Data to use section start
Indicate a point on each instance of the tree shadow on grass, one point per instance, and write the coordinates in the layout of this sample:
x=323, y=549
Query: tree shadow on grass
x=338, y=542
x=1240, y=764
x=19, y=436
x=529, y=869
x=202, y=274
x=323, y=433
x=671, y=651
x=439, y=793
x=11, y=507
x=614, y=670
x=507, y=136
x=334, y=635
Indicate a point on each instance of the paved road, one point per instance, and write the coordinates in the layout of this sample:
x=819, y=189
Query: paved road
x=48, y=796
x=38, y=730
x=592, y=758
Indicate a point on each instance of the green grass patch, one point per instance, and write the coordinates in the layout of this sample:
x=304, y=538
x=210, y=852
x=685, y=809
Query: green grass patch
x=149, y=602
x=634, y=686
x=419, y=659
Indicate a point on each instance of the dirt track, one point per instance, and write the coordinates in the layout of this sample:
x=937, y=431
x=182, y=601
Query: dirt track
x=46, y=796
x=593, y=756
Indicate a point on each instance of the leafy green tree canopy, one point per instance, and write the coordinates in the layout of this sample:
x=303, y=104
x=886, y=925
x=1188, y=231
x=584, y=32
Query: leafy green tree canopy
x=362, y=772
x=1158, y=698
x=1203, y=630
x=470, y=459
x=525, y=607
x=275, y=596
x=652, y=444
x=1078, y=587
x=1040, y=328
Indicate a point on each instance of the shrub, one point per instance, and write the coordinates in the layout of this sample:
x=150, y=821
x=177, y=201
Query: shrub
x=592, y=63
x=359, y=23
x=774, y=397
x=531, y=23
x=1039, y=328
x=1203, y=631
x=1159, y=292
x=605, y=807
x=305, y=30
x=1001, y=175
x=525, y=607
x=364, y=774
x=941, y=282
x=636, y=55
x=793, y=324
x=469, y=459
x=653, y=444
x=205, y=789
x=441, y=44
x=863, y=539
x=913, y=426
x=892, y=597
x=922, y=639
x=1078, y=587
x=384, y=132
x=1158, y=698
Data to use section end
• **What to work on**
Please give back all of the data exactly as it appears.

• **Response below**
Indicate a point on each instance of the tree shadow on grass, one point per instance, and write the coordinates in the layout of this sample:
x=323, y=549
Query: tree shadow on grass
x=338, y=542
x=1240, y=764
x=19, y=436
x=529, y=869
x=202, y=274
x=323, y=433
x=671, y=651
x=439, y=793
x=11, y=507
x=614, y=670
x=507, y=136
x=334, y=635
Indicate a point on each instance of the paved road, one point per instance, and write the coordinates in the layout of this sample:
x=819, y=189
Query: paved road
x=48, y=796
x=38, y=730
x=592, y=758
Indicate a point on each instance of the green grass patch, one point per instance, and write the coordinates in the layout of this sample:
x=304, y=538
x=210, y=852
x=685, y=809
Query: green grass patch
x=149, y=602
x=634, y=686
x=419, y=659
Indicate a point on each instance of the dirt track, one point per instance, and write the coordinates in the layout of this sample:
x=937, y=431
x=182, y=601
Query: dirt track
x=46, y=796
x=593, y=756
Indicate a point on each instance of the leafy green tree canopy, one point per instance, and write the coordinates in the layout of this sample:
x=303, y=104
x=886, y=925
x=1188, y=231
x=584, y=32
Query: leafy green tree canopy
x=362, y=772
x=1158, y=698
x=1203, y=630
x=470, y=459
x=525, y=607
x=275, y=596
x=652, y=444
x=1078, y=587
x=1040, y=328
Indicate a point on each instance of the shrub, one point per instance, and write the coordinates in the layout of this sample:
x=150, y=821
x=177, y=201
Query: shrub
x=592, y=63
x=359, y=23
x=774, y=397
x=531, y=23
x=1039, y=328
x=1203, y=631
x=1159, y=292
x=605, y=807
x=305, y=30
x=1001, y=175
x=525, y=607
x=364, y=774
x=941, y=282
x=636, y=55
x=793, y=324
x=469, y=459
x=653, y=444
x=205, y=789
x=441, y=44
x=863, y=539
x=913, y=426
x=892, y=597
x=922, y=639
x=1078, y=587
x=384, y=132
x=1158, y=698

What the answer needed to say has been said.